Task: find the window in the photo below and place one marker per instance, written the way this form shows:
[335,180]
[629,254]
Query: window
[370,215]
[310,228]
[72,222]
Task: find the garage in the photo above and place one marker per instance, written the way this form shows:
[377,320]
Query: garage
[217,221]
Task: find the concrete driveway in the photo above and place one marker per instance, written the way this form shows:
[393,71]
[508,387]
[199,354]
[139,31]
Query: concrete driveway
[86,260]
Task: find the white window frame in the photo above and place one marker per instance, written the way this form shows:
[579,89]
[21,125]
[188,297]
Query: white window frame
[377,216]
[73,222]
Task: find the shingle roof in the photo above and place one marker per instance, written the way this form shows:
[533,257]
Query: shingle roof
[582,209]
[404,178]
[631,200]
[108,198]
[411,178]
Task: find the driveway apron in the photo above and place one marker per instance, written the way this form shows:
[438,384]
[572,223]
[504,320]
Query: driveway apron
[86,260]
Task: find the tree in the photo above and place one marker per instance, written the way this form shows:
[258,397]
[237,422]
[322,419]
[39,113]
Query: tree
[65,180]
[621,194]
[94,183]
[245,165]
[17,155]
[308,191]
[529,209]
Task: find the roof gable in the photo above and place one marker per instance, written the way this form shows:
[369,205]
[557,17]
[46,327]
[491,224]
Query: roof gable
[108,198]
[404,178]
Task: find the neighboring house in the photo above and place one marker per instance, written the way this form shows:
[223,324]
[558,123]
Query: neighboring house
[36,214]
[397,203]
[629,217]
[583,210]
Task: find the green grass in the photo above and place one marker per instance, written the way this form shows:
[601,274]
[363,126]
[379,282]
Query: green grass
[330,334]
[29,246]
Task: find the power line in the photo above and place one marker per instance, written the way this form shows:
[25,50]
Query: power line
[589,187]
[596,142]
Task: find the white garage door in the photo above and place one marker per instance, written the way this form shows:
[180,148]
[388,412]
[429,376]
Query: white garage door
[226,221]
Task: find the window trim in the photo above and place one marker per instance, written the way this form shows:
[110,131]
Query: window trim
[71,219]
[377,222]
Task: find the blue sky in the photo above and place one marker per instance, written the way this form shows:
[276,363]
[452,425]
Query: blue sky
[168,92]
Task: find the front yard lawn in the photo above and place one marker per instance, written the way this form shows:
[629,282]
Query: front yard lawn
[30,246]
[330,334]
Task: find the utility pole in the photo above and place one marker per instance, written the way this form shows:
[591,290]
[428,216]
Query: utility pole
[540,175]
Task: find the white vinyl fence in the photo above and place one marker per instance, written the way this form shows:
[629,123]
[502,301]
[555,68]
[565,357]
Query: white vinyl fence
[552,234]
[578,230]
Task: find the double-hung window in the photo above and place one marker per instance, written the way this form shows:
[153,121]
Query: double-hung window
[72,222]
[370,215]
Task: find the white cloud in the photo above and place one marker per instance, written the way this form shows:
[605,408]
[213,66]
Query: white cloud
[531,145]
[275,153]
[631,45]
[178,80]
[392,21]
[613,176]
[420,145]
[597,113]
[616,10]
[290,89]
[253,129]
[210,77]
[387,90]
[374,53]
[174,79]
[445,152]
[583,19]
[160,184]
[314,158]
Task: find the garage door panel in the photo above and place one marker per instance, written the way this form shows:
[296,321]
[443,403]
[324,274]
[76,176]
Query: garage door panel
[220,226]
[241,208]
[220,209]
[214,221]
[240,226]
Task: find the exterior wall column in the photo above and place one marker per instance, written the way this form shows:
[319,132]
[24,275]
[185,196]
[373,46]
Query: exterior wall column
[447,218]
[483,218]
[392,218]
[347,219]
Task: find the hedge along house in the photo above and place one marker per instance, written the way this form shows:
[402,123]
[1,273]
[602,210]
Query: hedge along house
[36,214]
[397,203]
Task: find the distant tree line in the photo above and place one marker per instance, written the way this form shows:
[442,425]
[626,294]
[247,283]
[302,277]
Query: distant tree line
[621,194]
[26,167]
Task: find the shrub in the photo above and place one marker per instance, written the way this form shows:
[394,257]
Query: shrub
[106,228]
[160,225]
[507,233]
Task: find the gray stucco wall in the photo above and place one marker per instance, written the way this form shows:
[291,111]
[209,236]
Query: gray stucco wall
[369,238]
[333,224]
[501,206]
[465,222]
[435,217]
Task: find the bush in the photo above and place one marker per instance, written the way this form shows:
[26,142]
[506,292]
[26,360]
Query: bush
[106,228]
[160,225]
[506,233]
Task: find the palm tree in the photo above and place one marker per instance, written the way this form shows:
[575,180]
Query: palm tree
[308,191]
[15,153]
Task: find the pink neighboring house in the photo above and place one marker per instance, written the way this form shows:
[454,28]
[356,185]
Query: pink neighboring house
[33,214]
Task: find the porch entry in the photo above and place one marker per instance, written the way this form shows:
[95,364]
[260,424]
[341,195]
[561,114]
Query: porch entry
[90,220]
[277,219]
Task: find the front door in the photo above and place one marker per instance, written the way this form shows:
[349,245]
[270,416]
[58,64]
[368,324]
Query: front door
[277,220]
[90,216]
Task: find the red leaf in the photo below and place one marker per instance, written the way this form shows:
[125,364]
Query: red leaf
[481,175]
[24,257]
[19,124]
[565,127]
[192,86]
---------------
Given problem: Exactly reproduce every record.

Solution to this problem:
Task: find the window in the photo below and place one marker per instance, written the way this form shows:
[335,180]
[629,254]
Query: window
[370,215]
[310,228]
[72,222]
Task: find the garage in the photo above and place one marker per instance, written the way this form shows:
[377,320]
Query: garage
[217,221]
Task: find the concrete driveway in the photo above and place one marker per instance, written the way this form shows:
[393,71]
[508,387]
[199,354]
[139,31]
Query: concrete driveway
[86,260]
Task: find the white window frame in the photo above and place one marker per instance, written the way this form shows:
[579,89]
[21,125]
[188,297]
Query: white window frame
[377,216]
[73,222]
Task: find the shingle roof in the photo above and place one marker per instance, written the way this form shows:
[533,257]
Query: shingle roof
[582,209]
[404,178]
[631,200]
[108,198]
[411,178]
Task: find the driveway apron in the photo above and place one marker per instance, written the way this form shows:
[438,384]
[572,223]
[504,320]
Query: driveway apron
[86,260]
Task: find the tree in the photo above and place one marker per instance, written the way this form shows:
[258,397]
[237,422]
[322,419]
[39,113]
Query: tree
[65,180]
[621,194]
[94,183]
[245,165]
[17,155]
[308,191]
[529,209]
Task: find the roof gable in the photo above and place one marker per instance, written the way this form shows:
[369,205]
[557,17]
[46,327]
[491,224]
Query: roof gable
[108,198]
[404,178]
Task: find the neighboring house in the photo above and place one marker per instance, written the way this form shows:
[223,324]
[558,123]
Query: neighboring house
[36,214]
[397,203]
[629,217]
[583,210]
Task: find the green grass in the photo above and place one marker per instance, written the way this form shows:
[601,274]
[363,126]
[379,282]
Query: green grass
[330,334]
[29,246]
Task: find the power line in the photo above and place one marker per instance, written the way this form shows:
[25,50]
Query: power line
[589,187]
[596,142]
Task: find the white garage door in the photo above and place one marker per instance, written the way this form shows:
[180,148]
[388,412]
[429,376]
Query: white garage door
[226,221]
Task: find the window trim in the photo above and place one marker per instance, written the way this form shows:
[110,131]
Query: window trim
[71,219]
[377,222]
Task: find the blue sky in the photo above and place one marker per instance, written the way this form shows:
[276,363]
[452,425]
Query: blue sky
[168,92]
Task: find the front yard lawn in the photo above and place one marker per instance, written the way this form shows:
[629,282]
Query: front yard lawn
[30,246]
[330,334]
Task: find the utility pole in the photo above and place one marker per instance, written the way this form shows:
[591,290]
[428,216]
Query: utility pole
[540,175]
Task: find the white vinyl fence in the photo above and place one marker per instance, written the way this form shows:
[629,123]
[502,301]
[555,68]
[565,357]
Query: white vinyl fence
[552,234]
[578,230]
Task: find the double-hung window in the photo above and place one marker per instance, written the way this form shows:
[153,121]
Query: double-hung window
[72,222]
[370,215]
Task: find the white cloud in the photo above and place one marker per instance, written the way this form shows:
[605,408]
[213,66]
Query: white cloud
[531,145]
[275,153]
[631,45]
[178,80]
[392,21]
[613,176]
[420,145]
[597,113]
[616,10]
[290,89]
[253,129]
[210,77]
[387,90]
[374,53]
[174,79]
[445,152]
[583,19]
[160,184]
[314,158]
Task: find the garage door panel in the photo above and place one marker per instance, written the way this form shows:
[296,321]
[443,403]
[324,274]
[76,176]
Query: garage door panel
[220,226]
[241,208]
[220,209]
[214,221]
[240,226]
Task: find the exterior wall column in the photo above and place one marker per instance, written the way this form shows:
[319,132]
[24,275]
[185,196]
[373,46]
Query: exterior wall column
[447,218]
[483,218]
[392,218]
[347,219]
Task: find the hedge along house in the photo above and place one marker per instance, written the way this form shows:
[402,123]
[1,273]
[602,210]
Query: hedge along house
[36,214]
[397,203]
Task: find the distant tree line in the photo above and place one marker per instance, written the way this form shows:
[442,425]
[626,294]
[247,283]
[302,277]
Query: distant tree line
[621,194]
[26,167]
Task: find the shrub in the photo above and place one marker per instance, written the way this form shows:
[394,257]
Query: shrub
[106,228]
[160,225]
[507,233]
Task: find the gray stucco wall in the photo above and place one marker per instance, written the way this form shows:
[291,111]
[209,236]
Query: gray stucco wall
[369,238]
[333,224]
[501,206]
[465,222]
[435,217]
Task: find the bush in the photo above and place one marker per instance, written the way this form shows:
[26,142]
[506,292]
[26,360]
Query: bush
[106,228]
[160,225]
[506,233]
Task: find the palm tree in the photo above and place one marker per instance, written the way this form shows:
[575,180]
Query: palm tree
[308,191]
[15,153]
Task: find the pink neighboring house in the photo above and place one marker per instance, written the way this form shows:
[454,28]
[356,185]
Query: pink neighboring house
[33,214]
Task: find the porch entry in the photo above and place one marker per instance, written the way this form shows:
[95,364]
[260,424]
[341,195]
[561,114]
Query: porch entry
[90,220]
[277,219]
Task: find the front door in the photo above and place one marker per instance, written the way this form shows:
[349,245]
[270,416]
[58,64]
[368,324]
Query: front door
[277,220]
[90,216]
Task: find the red leaf in the photo below and place one marker per instance, written the way this form shows:
[125,364]
Query: red leaf
[481,175]
[24,257]
[19,124]
[565,127]
[192,86]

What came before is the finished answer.